» **PROBLEM**
Report every line in the listing below that contains the word "foliage", copying each line in full. Case counts.

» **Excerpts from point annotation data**
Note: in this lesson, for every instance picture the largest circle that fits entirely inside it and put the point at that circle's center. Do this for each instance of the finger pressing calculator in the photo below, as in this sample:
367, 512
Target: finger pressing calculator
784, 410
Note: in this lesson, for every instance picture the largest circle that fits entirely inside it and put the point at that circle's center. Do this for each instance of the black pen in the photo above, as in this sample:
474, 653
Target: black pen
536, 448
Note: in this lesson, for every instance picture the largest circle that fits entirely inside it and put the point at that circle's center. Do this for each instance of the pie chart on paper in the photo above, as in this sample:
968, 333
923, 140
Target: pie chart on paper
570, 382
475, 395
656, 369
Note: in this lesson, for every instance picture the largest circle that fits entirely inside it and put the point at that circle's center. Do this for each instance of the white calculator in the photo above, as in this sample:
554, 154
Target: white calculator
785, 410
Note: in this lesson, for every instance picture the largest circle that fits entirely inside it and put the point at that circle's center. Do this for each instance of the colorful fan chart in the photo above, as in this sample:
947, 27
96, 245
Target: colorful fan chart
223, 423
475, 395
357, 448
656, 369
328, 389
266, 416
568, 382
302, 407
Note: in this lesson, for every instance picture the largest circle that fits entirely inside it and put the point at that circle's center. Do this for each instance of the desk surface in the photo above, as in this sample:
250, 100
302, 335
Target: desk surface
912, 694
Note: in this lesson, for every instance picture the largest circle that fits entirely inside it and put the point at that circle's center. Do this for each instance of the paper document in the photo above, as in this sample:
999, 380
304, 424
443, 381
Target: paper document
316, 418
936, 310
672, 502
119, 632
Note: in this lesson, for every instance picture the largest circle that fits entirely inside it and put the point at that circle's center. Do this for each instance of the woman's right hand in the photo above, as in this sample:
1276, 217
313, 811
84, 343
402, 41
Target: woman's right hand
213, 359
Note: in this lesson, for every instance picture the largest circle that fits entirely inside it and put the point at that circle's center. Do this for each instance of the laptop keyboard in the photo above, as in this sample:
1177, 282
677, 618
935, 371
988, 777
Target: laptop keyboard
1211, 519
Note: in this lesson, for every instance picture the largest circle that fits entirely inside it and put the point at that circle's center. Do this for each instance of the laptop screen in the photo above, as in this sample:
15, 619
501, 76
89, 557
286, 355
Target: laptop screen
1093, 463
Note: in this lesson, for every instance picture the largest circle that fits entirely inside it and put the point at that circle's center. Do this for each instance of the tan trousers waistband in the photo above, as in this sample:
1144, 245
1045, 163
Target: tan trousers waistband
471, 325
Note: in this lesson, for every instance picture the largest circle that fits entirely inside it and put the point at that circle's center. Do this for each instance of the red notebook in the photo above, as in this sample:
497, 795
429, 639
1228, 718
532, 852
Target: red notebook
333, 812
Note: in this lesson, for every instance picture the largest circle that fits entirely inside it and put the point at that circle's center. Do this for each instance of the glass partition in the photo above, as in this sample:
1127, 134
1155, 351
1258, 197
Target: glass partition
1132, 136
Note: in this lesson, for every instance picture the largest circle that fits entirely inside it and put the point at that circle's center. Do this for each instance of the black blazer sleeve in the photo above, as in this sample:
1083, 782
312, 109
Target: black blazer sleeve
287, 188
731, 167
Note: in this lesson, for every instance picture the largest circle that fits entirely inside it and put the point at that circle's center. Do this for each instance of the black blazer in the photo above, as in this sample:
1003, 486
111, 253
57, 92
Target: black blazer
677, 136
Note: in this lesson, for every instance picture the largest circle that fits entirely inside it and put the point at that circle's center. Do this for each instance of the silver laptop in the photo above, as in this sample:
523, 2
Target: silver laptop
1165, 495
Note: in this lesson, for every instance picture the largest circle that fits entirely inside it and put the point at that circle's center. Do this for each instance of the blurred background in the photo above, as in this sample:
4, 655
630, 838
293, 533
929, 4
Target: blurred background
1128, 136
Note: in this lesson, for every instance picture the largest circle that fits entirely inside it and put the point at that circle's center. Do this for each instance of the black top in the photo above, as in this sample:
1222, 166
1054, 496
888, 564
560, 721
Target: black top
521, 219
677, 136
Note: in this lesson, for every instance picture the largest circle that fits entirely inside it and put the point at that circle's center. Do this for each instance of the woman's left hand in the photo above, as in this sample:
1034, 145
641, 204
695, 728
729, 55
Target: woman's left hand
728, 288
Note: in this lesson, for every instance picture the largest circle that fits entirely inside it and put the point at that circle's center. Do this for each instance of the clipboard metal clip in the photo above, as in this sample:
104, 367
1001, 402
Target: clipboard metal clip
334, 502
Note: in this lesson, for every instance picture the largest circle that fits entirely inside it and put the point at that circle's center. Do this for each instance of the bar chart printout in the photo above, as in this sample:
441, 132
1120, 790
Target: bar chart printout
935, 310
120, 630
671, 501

...

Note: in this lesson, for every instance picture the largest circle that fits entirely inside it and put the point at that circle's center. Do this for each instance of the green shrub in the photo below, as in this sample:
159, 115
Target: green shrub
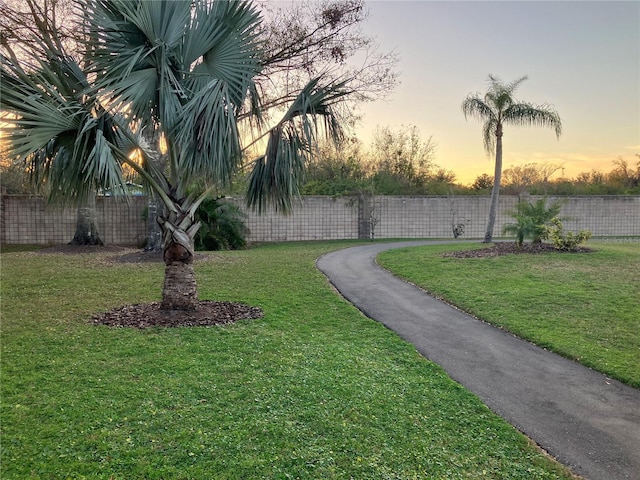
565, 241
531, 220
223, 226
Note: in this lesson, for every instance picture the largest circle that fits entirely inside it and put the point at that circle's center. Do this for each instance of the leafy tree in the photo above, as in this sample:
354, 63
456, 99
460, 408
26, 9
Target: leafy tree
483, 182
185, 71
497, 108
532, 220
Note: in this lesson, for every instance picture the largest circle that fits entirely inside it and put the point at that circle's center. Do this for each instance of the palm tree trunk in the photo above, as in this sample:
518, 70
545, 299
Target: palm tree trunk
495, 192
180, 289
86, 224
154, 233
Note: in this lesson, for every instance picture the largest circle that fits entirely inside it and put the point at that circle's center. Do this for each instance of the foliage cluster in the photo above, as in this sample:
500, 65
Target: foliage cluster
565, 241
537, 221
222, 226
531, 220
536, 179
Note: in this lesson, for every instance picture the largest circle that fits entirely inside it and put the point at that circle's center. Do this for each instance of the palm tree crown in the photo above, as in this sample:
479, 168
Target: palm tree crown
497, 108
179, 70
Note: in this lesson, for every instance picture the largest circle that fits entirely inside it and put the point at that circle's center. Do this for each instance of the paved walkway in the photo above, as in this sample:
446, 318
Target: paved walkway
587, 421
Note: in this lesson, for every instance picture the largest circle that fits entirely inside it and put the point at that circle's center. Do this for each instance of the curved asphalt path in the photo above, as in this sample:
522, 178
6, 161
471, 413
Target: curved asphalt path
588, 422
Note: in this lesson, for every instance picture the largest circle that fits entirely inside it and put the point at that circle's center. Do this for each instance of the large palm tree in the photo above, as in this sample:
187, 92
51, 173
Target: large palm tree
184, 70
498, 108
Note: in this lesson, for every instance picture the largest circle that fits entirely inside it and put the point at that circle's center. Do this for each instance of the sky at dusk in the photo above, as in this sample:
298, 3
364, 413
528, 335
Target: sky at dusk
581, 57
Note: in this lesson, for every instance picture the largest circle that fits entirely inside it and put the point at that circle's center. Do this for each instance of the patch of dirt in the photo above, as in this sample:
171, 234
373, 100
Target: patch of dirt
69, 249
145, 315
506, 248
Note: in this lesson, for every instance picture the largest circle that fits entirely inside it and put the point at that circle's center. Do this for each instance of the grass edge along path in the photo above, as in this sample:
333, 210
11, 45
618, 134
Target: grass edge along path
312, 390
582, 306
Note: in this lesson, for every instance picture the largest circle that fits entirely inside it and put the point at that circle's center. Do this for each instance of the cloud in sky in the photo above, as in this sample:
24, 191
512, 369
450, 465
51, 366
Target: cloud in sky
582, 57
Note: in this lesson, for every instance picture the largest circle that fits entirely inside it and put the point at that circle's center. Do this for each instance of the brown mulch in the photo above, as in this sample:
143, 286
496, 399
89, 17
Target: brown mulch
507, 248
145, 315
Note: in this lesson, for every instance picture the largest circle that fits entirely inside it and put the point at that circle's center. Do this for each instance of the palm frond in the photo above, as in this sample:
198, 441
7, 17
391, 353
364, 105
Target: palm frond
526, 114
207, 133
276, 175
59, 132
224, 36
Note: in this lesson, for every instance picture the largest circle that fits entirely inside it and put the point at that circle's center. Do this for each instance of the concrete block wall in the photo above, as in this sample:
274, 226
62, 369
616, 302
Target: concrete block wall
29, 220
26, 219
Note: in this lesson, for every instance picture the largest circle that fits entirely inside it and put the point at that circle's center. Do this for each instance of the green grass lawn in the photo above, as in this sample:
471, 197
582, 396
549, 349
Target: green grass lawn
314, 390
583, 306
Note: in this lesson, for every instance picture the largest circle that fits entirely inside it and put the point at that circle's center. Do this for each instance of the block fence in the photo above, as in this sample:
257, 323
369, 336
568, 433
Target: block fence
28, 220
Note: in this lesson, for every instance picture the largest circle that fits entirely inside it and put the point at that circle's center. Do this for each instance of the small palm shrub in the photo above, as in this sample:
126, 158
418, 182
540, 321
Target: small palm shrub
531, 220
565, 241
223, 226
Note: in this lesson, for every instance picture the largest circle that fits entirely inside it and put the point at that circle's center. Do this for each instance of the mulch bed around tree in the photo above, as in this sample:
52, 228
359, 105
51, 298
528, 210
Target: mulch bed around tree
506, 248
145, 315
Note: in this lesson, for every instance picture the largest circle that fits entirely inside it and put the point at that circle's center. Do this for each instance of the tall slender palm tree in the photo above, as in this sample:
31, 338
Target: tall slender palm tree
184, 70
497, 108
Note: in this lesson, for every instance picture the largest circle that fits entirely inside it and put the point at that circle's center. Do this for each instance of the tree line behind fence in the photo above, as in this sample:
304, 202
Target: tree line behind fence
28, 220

» **OUTPUT OF THE EXERCISE**
Note: in this lesson, for every instance picture the largest circle that fits entirely inside it and put the point at that circle's center. Do this for each instance of the foliage cluster in the photo above, as in this sample:
Target: foliage cluster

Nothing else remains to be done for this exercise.